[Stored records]
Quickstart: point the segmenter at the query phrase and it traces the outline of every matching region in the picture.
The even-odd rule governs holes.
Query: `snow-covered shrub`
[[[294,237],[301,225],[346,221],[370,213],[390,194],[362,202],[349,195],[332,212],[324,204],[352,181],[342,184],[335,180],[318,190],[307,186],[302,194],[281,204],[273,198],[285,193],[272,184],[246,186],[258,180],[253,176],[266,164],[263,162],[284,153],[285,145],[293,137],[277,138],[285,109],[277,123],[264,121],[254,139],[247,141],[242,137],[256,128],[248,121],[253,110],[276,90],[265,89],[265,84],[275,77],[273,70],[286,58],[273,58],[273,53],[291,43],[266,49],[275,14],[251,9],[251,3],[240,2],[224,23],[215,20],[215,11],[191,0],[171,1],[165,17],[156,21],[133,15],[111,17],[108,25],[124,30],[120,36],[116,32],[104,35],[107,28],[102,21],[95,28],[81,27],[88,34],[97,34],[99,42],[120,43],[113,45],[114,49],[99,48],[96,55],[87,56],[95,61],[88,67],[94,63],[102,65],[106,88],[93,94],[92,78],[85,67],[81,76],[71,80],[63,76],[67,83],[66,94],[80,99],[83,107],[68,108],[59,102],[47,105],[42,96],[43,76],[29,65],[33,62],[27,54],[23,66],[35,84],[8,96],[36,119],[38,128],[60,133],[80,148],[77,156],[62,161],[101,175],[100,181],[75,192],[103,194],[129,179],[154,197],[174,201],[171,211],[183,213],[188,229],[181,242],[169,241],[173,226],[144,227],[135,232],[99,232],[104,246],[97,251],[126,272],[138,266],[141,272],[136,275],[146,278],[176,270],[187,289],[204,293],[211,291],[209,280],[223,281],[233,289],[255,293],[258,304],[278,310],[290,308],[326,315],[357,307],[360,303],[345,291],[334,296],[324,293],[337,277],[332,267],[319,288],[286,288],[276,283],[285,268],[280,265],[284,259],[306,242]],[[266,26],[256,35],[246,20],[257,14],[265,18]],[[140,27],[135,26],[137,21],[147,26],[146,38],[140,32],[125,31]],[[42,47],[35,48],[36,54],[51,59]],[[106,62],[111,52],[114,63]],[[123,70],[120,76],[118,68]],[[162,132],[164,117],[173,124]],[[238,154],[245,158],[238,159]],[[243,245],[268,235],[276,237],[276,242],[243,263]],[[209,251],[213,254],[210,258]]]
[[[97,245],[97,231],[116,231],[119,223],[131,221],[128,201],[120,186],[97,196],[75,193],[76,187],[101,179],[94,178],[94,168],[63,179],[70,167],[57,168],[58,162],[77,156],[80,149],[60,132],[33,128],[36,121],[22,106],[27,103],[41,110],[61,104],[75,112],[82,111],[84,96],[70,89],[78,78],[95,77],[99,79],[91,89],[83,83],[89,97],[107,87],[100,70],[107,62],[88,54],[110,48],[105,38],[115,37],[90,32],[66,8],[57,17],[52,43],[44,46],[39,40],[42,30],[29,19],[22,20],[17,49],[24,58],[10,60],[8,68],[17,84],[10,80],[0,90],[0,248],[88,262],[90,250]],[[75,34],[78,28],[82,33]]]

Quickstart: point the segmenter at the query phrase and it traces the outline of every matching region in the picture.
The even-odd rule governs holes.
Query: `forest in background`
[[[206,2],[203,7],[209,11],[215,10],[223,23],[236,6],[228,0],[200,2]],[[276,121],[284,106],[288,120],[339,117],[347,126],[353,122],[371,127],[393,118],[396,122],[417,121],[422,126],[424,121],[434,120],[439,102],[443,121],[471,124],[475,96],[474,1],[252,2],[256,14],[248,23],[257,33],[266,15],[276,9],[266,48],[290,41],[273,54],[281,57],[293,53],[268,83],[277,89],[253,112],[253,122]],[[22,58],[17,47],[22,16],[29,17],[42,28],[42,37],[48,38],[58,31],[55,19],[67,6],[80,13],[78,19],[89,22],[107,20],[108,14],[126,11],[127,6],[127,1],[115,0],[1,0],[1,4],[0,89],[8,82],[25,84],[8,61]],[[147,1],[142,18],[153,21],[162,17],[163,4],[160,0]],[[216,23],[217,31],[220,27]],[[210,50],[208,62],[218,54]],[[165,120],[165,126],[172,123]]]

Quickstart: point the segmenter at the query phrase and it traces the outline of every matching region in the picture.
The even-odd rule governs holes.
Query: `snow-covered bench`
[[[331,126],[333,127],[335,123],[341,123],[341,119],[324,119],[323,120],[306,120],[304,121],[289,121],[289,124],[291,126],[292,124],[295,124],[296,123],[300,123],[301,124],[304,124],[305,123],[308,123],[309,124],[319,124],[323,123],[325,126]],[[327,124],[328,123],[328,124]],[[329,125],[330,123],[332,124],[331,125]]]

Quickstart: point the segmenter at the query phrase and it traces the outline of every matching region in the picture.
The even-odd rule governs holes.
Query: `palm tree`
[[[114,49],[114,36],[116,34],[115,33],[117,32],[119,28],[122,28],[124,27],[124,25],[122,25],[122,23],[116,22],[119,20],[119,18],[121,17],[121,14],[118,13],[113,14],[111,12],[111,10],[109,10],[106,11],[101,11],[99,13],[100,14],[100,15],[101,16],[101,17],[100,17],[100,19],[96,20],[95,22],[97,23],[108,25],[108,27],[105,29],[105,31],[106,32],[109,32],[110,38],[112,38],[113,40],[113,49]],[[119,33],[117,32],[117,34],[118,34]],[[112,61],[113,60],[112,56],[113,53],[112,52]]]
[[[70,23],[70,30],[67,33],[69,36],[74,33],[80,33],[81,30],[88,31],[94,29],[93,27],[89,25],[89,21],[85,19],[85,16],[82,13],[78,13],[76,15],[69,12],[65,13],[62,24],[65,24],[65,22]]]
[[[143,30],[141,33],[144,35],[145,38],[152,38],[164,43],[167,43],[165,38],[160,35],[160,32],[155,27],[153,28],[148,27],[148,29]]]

● WHAT IS EXPECTED: Print the records above exactly as they appear.

● SOLUTION TO THE EXERCISE:
Quickstart: point the segmenter at the query phrase and it traces the outline of every matching region in the picture.
The even-odd rule governs holes.
Query: `snow-covered shrub`
[[[294,237],[301,225],[346,221],[370,213],[390,194],[362,202],[349,195],[332,212],[324,204],[352,181],[342,184],[335,180],[318,190],[307,186],[302,194],[281,204],[273,198],[285,193],[272,184],[246,186],[258,180],[253,176],[266,164],[263,162],[284,153],[285,145],[293,137],[277,138],[285,109],[277,123],[264,121],[254,139],[247,141],[242,137],[256,128],[248,121],[253,110],[276,90],[265,89],[265,84],[275,77],[273,70],[286,58],[273,58],[273,53],[291,43],[266,49],[275,14],[251,9],[251,3],[240,2],[224,23],[215,20],[215,11],[191,0],[171,1],[165,17],[156,21],[133,15],[111,17],[108,25],[124,30],[120,36],[116,32],[104,35],[107,28],[102,21],[95,28],[81,27],[88,34],[97,34],[99,42],[120,43],[113,45],[114,49],[99,48],[96,55],[87,56],[95,61],[88,67],[94,63],[102,65],[106,88],[93,94],[92,78],[85,67],[81,76],[71,80],[63,76],[67,83],[66,94],[80,99],[83,107],[68,108],[59,102],[47,105],[42,96],[43,76],[29,65],[33,62],[27,54],[23,66],[35,84],[8,96],[36,119],[38,128],[60,133],[80,148],[77,156],[62,161],[101,175],[100,181],[75,192],[103,194],[129,179],[154,197],[174,201],[171,211],[183,213],[188,229],[181,242],[169,241],[173,226],[144,227],[135,232],[99,232],[104,246],[97,251],[126,272],[138,266],[141,272],[136,275],[146,278],[176,270],[187,289],[204,293],[211,291],[209,280],[223,281],[233,289],[255,293],[258,304],[278,310],[290,308],[326,315],[357,307],[360,303],[345,291],[334,296],[324,293],[337,277],[332,267],[319,288],[286,288],[276,283],[285,268],[280,265],[284,259],[306,242]],[[266,26],[256,35],[246,20],[257,14],[265,18]],[[140,27],[135,26],[137,21],[147,26],[146,38],[140,32],[125,31]],[[42,47],[35,48],[36,54],[51,59]],[[106,62],[111,52],[114,63]],[[123,70],[120,76],[118,68]],[[162,132],[164,117],[173,124]],[[238,154],[245,158],[238,159]],[[243,245],[268,235],[276,237],[276,242],[243,263]],[[209,251],[213,254],[210,258]]]
[[[97,245],[97,231],[116,231],[119,223],[131,221],[128,201],[120,186],[97,196],[75,193],[76,187],[101,179],[94,178],[94,168],[63,179],[70,167],[57,168],[58,162],[77,156],[80,149],[60,132],[33,128],[36,121],[22,106],[27,103],[41,110],[61,104],[75,112],[82,111],[84,96],[70,89],[78,78],[95,77],[99,79],[91,89],[83,83],[89,97],[107,87],[100,70],[107,62],[88,54],[110,48],[105,38],[115,37],[90,32],[66,8],[57,17],[52,43],[44,46],[39,40],[42,30],[29,19],[22,20],[17,49],[24,58],[10,60],[8,68],[17,84],[10,80],[0,90],[0,248],[88,262],[90,250]],[[75,34],[78,28],[82,33]]]

Quickstart: point the segmenter at the query phrase and it traces the outline of every matching region in the picture.
The even-odd rule governs holes.
Query: `forest in background`
[[[206,2],[203,7],[209,11],[215,10],[223,23],[236,6],[228,0],[200,2]],[[276,121],[284,106],[288,120],[339,117],[347,126],[353,122],[371,127],[393,118],[396,122],[417,121],[422,126],[424,121],[434,120],[439,102],[443,121],[471,124],[475,96],[474,1],[252,2],[256,14],[248,23],[257,33],[266,15],[276,9],[266,48],[290,41],[273,54],[281,57],[293,53],[268,83],[277,89],[253,112],[253,122]],[[22,58],[17,47],[22,16],[29,17],[42,28],[42,37],[48,38],[58,31],[55,19],[67,6],[80,13],[78,19],[89,22],[107,20],[108,14],[126,11],[127,6],[127,1],[115,0],[1,0],[1,4],[0,89],[8,82],[25,84],[8,61]],[[147,1],[142,18],[153,21],[162,17],[163,4],[160,0]],[[216,23],[217,31],[220,27]],[[210,50],[208,62],[218,54]],[[165,120],[165,126],[172,123]]]

Quickstart: point the segmenter at the query phrase and it traces the outline of every matching region in the picture.
The even-odd rule governs holes.
Query: `snow-covered bench`
[[[331,126],[333,127],[335,123],[341,123],[341,119],[324,119],[323,120],[306,120],[304,121],[289,121],[289,124],[291,126],[292,124],[295,124],[296,123],[300,123],[301,124],[304,124],[305,123],[308,123],[309,124],[319,124],[323,123],[325,126]],[[327,124],[328,123],[328,124]],[[329,125],[330,123],[332,124],[331,125]]]

Quickstart: point the segmenter at the query phrase and it traces the outline of every matching region in the picture.
The even-odd rule governs holes.
Query: `palm tree`
[[[114,49],[114,36],[116,34],[115,33],[117,32],[119,28],[122,28],[124,27],[124,25],[122,25],[122,23],[116,22],[119,20],[119,18],[121,17],[121,14],[118,13],[113,14],[111,12],[111,10],[109,10],[106,11],[101,11],[99,13],[100,14],[100,15],[101,16],[101,17],[100,17],[100,19],[96,20],[95,22],[97,23],[108,25],[108,27],[105,29],[105,31],[106,32],[109,32],[110,38],[112,38],[113,40],[113,49]],[[119,33],[117,32],[117,34],[118,34]],[[112,61],[113,60],[112,56],[113,53],[112,52]]]
[[[70,23],[70,30],[67,33],[69,36],[74,33],[80,33],[81,30],[88,31],[94,29],[93,27],[89,25],[89,21],[85,19],[85,16],[82,13],[78,13],[76,15],[69,12],[65,13],[62,24],[65,24],[65,22]]]
[[[143,30],[141,33],[144,35],[145,38],[152,38],[164,43],[167,43],[165,38],[160,35],[160,32],[155,27],[153,28],[148,27],[148,29]]]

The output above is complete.